**Aim of the exercise:** The listing below must be reproduced in full, exactly as written.

**Extracted entries:**
##############################

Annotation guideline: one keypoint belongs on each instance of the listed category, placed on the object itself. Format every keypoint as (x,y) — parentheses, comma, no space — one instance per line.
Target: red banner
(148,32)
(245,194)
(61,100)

##############################

**Problem solution:**
Annotation guideline: one keypoint belongs on each instance of the listed category, placed on the object itself. Format every keypoint as (x,y) — parentheses, comma, no space — one instance per line.
Target: red banner
(148,32)
(245,194)
(61,100)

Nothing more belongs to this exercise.